By Peter Flint, Co-Head of Retail Brand Representation, Central London, at Colliers International
Once the Covid-19 pandemic has abated and the UK retail property market returns to some semblance of normality, the way in which landlords reacted to the crisis will be forensically assessed by retailers. The hard lessons learnt by both sides will reshape the landlord-tenant relationship and people will have long memories with regard to how all parties behaved when the chips were down.
The response from landlords has so far been extremely varied and generally falls into four categories:
(1) NO SUPPORT - landlords are enforcing statutory demands for non-payments of rent and winding up petitions.
(2) LIMITED SUPPORT - monthly rents are being offered to retailers and/or landlords are agreeing for rents to be deferred, but crucially the rent must be repaid over an agreed period of time (typically 12 months).
(3) SUPPORT - landlords are offering retailers a one to three month rent holiday (which does not have to be repaid) and reduced service charge payments. Alternatively, adopting a rent structured to turnover over the next three months or longer in some cases.
(4) FULL SUPPORT – A very limited number of landlords have agreed that no rent will be payable until the tenant can fully reopen plus a rent deposit return scheme to assist with re-opening costs and cashflow.

____________

**EXERCISE OBJECTIVE:** Write out the part of the article on landlords' responses to retailers during the pandemic that begins at the words "By Peter Flint, Co-Head" and ends after "chips were down.", with no changes.

**ENTRIES SHOWN:**

____________

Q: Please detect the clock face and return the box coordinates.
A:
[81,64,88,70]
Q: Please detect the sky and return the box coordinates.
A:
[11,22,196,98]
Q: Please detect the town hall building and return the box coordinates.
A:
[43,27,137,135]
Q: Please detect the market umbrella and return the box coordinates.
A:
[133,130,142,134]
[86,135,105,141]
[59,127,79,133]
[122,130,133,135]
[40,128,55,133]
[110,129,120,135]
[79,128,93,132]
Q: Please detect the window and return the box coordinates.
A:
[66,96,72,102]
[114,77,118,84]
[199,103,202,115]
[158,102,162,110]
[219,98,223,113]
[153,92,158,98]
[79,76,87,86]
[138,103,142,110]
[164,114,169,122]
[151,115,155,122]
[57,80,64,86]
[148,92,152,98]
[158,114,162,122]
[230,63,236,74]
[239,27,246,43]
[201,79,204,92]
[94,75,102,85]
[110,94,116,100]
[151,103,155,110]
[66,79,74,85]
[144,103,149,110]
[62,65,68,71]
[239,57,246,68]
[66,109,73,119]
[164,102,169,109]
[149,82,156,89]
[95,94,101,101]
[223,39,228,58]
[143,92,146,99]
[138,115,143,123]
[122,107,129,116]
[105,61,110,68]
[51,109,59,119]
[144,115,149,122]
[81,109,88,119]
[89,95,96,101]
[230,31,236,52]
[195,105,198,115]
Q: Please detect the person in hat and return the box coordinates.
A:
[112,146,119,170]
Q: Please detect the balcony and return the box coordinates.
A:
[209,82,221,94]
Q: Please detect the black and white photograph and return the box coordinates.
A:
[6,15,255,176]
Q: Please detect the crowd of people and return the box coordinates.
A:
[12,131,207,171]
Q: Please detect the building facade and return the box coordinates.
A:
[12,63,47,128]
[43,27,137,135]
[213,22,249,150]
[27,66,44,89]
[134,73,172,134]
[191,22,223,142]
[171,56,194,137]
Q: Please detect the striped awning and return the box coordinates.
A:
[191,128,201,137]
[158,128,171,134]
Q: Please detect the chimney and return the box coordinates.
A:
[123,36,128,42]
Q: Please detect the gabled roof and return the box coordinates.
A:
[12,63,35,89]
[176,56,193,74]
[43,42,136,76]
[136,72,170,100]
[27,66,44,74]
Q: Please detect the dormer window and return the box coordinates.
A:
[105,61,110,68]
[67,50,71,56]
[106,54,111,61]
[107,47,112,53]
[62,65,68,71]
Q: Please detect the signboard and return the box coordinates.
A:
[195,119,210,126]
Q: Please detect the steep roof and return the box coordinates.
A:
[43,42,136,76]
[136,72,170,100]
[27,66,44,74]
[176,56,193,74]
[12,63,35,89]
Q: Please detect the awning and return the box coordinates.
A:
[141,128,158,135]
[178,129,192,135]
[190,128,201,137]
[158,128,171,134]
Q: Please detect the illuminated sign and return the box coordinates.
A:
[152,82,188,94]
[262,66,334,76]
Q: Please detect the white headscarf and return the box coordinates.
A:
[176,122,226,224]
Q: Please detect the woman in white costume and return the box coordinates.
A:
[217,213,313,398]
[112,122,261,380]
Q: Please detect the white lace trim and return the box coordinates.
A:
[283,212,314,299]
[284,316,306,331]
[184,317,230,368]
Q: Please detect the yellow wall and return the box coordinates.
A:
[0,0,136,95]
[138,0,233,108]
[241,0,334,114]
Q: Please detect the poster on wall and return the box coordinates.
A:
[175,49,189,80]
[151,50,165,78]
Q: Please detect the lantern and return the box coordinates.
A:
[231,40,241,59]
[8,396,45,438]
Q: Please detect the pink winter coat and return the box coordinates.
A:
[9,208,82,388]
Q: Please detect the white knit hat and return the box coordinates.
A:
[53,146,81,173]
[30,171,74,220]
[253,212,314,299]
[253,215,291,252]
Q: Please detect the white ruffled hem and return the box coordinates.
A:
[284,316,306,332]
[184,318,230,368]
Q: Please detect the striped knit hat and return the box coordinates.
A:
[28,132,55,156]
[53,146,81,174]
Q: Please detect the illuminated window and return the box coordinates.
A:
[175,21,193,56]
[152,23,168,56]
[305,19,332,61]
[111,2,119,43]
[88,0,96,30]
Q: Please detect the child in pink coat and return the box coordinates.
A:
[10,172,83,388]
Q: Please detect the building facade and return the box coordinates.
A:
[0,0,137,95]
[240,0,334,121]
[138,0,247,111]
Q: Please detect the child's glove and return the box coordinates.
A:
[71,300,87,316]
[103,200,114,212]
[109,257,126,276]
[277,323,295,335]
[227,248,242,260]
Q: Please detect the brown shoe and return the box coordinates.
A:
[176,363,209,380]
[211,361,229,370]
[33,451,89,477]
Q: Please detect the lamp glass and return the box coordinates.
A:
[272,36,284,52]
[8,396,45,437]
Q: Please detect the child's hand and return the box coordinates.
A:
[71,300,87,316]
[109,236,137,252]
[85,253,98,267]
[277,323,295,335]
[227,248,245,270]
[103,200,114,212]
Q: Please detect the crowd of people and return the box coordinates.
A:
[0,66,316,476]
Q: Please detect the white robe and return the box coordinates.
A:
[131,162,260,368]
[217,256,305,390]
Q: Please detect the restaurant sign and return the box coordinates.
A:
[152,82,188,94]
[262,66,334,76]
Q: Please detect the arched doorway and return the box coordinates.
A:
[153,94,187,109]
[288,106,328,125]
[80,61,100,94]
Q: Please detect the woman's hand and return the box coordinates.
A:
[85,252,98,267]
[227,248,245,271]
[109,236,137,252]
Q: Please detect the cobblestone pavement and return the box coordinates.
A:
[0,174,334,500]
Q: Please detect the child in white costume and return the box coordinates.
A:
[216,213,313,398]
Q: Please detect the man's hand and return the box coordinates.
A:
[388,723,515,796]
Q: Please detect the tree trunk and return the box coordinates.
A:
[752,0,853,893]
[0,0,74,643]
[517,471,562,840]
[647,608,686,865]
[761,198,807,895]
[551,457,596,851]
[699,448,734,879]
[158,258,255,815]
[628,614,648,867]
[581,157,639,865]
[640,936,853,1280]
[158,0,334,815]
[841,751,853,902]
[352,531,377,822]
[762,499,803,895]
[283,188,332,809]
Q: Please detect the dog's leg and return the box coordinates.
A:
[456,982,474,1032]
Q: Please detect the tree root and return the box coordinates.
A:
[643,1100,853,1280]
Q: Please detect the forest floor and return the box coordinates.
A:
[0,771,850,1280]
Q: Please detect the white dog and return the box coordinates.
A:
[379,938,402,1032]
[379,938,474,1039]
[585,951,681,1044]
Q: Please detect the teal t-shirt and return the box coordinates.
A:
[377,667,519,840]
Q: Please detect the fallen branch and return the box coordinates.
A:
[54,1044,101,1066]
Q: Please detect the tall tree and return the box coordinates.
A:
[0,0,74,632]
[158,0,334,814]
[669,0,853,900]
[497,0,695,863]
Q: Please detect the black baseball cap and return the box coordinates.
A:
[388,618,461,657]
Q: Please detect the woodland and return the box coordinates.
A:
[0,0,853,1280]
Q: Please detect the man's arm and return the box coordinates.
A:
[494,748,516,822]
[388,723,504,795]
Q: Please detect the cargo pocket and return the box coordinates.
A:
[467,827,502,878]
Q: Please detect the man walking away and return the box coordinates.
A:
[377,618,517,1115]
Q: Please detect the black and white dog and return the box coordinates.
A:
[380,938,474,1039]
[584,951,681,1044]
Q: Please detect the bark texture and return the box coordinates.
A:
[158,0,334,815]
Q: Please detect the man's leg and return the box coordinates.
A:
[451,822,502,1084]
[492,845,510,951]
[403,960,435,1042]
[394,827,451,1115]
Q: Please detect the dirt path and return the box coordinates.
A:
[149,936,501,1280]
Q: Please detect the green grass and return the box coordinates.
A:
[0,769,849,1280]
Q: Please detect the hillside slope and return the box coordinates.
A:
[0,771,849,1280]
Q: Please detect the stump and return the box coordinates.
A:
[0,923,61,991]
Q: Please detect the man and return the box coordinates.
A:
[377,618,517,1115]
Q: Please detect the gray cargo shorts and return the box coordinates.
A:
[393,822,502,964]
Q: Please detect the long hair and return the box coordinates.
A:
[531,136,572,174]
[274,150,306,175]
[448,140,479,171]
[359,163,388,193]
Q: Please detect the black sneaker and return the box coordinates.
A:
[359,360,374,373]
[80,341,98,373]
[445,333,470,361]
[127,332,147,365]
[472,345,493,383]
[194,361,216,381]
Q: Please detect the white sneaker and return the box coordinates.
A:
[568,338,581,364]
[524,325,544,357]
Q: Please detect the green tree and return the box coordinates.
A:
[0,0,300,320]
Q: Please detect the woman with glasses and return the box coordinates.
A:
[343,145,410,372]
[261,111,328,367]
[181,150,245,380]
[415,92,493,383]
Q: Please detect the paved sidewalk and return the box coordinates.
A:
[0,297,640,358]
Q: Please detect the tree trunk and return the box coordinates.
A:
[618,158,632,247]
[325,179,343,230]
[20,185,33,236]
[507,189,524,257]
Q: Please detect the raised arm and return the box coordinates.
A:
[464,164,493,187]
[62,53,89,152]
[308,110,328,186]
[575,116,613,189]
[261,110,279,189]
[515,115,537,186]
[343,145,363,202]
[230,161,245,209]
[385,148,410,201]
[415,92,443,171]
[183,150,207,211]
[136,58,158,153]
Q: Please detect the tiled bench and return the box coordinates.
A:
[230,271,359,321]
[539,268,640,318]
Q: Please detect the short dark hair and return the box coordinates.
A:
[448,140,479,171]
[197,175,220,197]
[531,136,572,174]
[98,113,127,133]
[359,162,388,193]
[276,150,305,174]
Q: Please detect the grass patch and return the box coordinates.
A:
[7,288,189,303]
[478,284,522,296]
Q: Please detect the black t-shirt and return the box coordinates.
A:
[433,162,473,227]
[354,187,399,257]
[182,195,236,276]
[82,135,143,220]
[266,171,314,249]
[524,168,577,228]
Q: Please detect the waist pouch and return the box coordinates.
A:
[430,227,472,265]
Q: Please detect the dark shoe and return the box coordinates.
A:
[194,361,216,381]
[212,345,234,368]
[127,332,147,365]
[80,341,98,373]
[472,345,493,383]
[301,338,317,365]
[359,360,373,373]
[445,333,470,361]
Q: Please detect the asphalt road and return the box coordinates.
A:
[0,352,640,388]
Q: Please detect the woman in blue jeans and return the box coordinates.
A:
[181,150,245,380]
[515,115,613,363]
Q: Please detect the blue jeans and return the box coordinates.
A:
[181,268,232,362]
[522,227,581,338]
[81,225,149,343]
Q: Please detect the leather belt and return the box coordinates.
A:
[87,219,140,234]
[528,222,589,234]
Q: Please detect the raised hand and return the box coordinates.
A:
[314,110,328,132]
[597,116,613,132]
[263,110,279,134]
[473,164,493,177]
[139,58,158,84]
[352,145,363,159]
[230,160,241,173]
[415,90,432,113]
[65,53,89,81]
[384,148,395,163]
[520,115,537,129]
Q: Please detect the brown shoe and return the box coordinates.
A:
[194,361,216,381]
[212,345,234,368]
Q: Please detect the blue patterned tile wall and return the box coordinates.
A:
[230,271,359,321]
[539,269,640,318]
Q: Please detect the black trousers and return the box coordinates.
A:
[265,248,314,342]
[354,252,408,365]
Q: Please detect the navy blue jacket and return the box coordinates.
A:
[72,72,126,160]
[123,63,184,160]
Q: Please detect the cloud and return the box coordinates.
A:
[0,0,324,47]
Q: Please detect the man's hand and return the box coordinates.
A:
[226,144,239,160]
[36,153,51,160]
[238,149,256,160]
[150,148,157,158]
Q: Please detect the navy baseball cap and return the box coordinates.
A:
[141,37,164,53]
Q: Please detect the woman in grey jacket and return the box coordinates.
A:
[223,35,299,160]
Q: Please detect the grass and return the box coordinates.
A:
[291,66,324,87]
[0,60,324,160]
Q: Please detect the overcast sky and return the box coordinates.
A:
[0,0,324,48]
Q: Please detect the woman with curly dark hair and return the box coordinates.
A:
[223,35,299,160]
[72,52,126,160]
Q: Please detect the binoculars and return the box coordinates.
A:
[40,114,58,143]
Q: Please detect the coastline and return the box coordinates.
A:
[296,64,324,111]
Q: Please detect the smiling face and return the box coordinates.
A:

____________

**ANSWER AREA:**
By Peter Flint, Co-Head of Retail Brand Representation, Central London, at Colliers International
Once the Covid-19 pandemic has abated and the UK retail property market returns to some semblance of normality, the way in which landlords reacted to the crisis will be forensically assessed by retailers. The hard lessons learnt by both sides will reshape the landlord-tenant relationship and people will have long memories with regard to how all parties behaved when the chips were down.